Challenge
Reproduce the stretch from the line containing "Return one point per instance of the number" through the end of the material, substituting "tram" for every occurrence of "bus" and leaving all else unchanged.

Extracted information
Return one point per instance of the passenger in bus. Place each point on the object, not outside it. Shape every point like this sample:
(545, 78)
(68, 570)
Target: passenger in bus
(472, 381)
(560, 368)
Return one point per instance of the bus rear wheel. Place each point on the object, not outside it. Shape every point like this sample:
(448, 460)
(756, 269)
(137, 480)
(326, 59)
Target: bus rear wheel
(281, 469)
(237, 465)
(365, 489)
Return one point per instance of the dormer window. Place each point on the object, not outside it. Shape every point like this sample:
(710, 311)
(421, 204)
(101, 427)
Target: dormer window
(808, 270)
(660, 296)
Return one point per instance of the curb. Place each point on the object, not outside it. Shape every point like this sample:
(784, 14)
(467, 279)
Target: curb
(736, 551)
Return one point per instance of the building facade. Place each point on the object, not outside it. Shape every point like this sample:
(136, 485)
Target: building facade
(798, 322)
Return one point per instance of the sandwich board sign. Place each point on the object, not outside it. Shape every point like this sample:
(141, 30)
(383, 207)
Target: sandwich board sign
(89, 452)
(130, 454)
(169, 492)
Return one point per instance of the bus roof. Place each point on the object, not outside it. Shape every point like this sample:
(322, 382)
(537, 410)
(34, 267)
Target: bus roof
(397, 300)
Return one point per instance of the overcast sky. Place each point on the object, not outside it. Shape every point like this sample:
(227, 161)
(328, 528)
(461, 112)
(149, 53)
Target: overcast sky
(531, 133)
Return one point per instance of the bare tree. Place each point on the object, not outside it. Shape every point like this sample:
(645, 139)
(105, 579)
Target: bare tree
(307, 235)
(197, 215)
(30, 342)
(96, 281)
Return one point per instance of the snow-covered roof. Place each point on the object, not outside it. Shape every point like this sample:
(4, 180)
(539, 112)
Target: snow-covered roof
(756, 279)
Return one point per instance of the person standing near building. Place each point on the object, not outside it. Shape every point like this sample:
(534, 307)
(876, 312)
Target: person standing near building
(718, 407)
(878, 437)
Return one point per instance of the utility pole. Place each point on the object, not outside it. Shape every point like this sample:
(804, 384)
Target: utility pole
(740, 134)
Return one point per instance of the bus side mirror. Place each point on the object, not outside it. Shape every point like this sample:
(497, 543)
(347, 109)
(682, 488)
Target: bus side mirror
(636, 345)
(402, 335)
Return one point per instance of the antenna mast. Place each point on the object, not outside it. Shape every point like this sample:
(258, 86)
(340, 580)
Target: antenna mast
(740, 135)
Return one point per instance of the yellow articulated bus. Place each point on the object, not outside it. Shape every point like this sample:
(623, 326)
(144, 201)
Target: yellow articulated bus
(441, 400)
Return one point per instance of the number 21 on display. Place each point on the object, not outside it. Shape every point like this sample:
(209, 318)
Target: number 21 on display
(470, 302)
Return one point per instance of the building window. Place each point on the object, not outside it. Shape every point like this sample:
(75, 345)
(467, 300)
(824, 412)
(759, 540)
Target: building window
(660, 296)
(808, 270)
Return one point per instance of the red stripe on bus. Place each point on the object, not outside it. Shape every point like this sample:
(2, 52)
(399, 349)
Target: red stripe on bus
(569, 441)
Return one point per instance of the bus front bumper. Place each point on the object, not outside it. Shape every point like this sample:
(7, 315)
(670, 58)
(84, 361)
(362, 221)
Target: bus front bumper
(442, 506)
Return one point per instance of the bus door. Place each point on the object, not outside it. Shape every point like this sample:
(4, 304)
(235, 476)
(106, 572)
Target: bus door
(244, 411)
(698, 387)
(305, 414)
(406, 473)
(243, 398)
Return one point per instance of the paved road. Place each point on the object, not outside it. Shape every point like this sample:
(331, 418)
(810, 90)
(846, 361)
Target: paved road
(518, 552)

Solution to this task
Return one point per instance of the number 21 on display. Place each point on the object, not outside it. Shape every point like this sample:
(209, 318)
Target: number 21 on display
(470, 302)
Return one point per instance of the building window. Place each point on the object, not outside it. Shape every point like this sample:
(75, 345)
(467, 300)
(824, 412)
(759, 540)
Target: building window
(660, 296)
(808, 270)
Return one point per instance of the red stripe on tram. Place each point on the object, not outside it. Shape every point like this sample:
(2, 52)
(399, 349)
Target: red stripe on tram
(569, 441)
Return one point per instance of the tram front bumper. Place each point on the object, not outside it. Shape every point like this sample:
(7, 315)
(670, 58)
(84, 361)
(362, 221)
Target: tram front bumper
(442, 506)
Return one point per instance of the tram door. Place each point on the object, not outside it. Shape every point like this sample:
(4, 304)
(235, 476)
(106, 572)
Target: tram door
(244, 411)
(698, 387)
(305, 414)
(406, 473)
(243, 398)
Return one point per instance of the paved road. Place each point on the object, not outside it. Shape every point like this sample:
(331, 418)
(810, 90)
(846, 361)
Target: paved road
(518, 552)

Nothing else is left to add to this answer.